*Passage provided*
==================================================

The main character in our next story did not display an abundance of
caution. The scene is a bungee-jumping facility in Amagá, northern
Colombia, where 25-year-old Yecenia Morales Gómez was waiting behind
her boyfriend in the queue to take a flying leap. After being kitted
out in the harness, she heard the signal for her boyfriend to jump
from the bridge and 'she got confused', in the words of the city's
mayor, Gustav Guzmán. He had a bungee cord around his ankles, while
she did not.
She reportedly died of a massive heart attack during her cordless
50-metre fall, with her boyfriend's subsequent CPR attempts proving
fruitless.
In May, a Connecticut woman filed a complaint about occasions on which
her landlord, Jorge Orellana-Arias, had entered the bedroom she shares
with her daughter and rummaged through their clothing. On one
occasion, she reported, he'd fled upon startling her daughter, who
was in the flat on her own.
After this, she erected barriers but suspected that Orellana-Arias,
38, merely switched to a side door after this. Her next recourse
was hidden cameras. This is why the police now have footage of him
bringing female undergarments to his nose. The tenant turned the tape
over to the police, who have turned Orellana-Orias over to the court
system.
'Nothing beats rock' may not always serve as a perfect roshambo tactic, but it proved to be a good enough decision during a party in Fort Worth, Texas, recently. After leaving said small backyard gathering in a huff, attendee Miguel Chavez, 42, returned and ended up embroiled in an argument that he punctuated with a gunshot wound before fleeing. As several partygoers gave chase, Chavez turned on several occasions to fire at them. His pursuers retaliated by lobbing landscaping bricks at him, eventually taking him to the ground. As he continued to fire, killing one person and injuring two others, he soon found himself being beaten by hand-held bricks and died at the scene.
Elsewhere in Texas, Bethany Martin, 17, and a 16-year-old friend happened upon a corpse in a Bexar County ditch. They rang a friend, who summoned the authorities upon arrival, but before that they recorded two Snapchat videos: one with them posing next to the body and the other of Martin removing the dead man's medallion and chain. Reportedly, she threw the latter on the ground and gave the medallion to her friend to attach to her necklace. After all, as the friend is quoted as telling investigators, it 'matched her fashion style'. Both jewellery items were given to the 25-year-old suicide victim's next of kin, and the two teenagers have been charged with 'theft to a human corpse or grave'.
When a 12-year-old girl experiencing labour pains arrived at a Tulsa, Oklahoma, hospital, questioning led them to the identity of the father, 24-year-old Juan Miranda-Jara. They also determined his current whereabouts: since impregnating the girl, he had been sent to prison for an unrelated rape. Further investigation revealed that the girl's mother had 'permitted' what is classed as first-degree rape of a minor and thrown a baby shower to celebrate the upcoming birth. She faces charges of enabling child sex abuse and of child neglect.
Reuters reports on two beachgoers who, as New South Wales police commissioner Mick Fuller tells it, 'were startled by a deer, ran into the national park, and got lost' in the forest there. The two nude men eventually rang the emergency services for help. Upon their rescue, which was enabled by a police helicopter, they were fined for breaching the area's COVID-19 lockdown.

==================================================

*The data*

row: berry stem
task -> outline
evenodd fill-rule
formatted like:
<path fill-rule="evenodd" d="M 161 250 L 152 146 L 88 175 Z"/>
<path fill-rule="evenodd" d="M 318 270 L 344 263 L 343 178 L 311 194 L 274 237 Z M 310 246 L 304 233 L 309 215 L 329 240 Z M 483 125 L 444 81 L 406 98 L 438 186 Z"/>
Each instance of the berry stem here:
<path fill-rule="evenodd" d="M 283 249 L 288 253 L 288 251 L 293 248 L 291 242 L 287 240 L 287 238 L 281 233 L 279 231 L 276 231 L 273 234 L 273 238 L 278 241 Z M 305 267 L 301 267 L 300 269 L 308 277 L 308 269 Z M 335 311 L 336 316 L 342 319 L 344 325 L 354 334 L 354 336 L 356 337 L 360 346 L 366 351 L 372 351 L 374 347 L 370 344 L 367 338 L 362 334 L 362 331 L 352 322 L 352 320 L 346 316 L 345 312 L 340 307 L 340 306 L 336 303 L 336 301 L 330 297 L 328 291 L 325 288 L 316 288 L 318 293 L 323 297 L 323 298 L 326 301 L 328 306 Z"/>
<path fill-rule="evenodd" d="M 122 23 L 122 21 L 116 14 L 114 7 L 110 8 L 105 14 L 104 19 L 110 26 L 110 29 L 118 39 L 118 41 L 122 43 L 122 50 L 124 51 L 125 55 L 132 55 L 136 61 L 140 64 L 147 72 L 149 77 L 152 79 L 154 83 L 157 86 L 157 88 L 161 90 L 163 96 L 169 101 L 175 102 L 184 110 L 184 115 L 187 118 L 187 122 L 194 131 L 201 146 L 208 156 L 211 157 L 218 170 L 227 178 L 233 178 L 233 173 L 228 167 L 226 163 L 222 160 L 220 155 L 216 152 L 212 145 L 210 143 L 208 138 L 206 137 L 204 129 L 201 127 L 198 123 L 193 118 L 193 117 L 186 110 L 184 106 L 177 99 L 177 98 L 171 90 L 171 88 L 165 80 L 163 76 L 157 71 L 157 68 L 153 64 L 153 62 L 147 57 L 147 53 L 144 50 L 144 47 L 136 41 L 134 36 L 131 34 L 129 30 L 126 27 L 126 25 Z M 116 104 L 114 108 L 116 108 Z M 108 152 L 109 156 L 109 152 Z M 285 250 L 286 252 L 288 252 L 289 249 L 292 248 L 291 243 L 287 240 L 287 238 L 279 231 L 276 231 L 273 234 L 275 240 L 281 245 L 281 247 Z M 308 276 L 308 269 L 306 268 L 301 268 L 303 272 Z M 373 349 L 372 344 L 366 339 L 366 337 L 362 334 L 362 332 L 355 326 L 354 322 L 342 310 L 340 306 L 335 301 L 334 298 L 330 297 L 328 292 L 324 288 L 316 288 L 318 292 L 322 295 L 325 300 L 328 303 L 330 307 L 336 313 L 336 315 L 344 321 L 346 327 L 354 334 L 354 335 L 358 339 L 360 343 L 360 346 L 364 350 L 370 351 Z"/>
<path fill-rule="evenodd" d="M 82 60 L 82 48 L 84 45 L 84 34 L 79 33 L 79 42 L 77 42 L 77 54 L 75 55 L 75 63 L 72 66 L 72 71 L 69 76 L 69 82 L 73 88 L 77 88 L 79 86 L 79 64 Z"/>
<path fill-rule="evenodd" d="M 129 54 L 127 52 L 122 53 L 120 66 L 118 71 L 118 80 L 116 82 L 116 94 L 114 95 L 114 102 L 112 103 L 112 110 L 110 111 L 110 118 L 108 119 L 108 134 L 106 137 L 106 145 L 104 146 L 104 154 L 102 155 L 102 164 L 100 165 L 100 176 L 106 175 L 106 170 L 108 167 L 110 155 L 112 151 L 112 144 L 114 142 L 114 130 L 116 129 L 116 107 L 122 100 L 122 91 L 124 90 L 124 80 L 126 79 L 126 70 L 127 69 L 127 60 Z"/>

==================================================

*Exercises*
1. According to the news roundup, why were the two beachgoers in New South Wales fined after their rescue?
2. Translate this sentence from the news roundup into Spanish: "The two nude men eventually rang the emergency services for help."
3. Rename "queue" as "line" in the news roundup, giving the part from "The main character" to "she did not." again with that change.
The records are drawn from a separate source.

*Per-task outputs*
1. They were fined for breaching the area's COVID-19 lockdown.

2. Los dos hombres desnudos finalmente llamaron a los servicios de emergencia para pedir ayuda.

3.
The main character in our next story did not display an abundance of
caution. The scene is a bungee-jumping facility in Amagá, northern
Colombia, where 25-year-old Yecenia Morales Gómez was waiting behind
her boyfriend in the line to take a flying leap. After being kitted
out in the harness, she heard the signal for her boyfriend to jump
from the bridge and 'she got confused', in the words of the city's
mayor, Gustav Guzmán. He had a bungee cord around his ankles, while
she did not.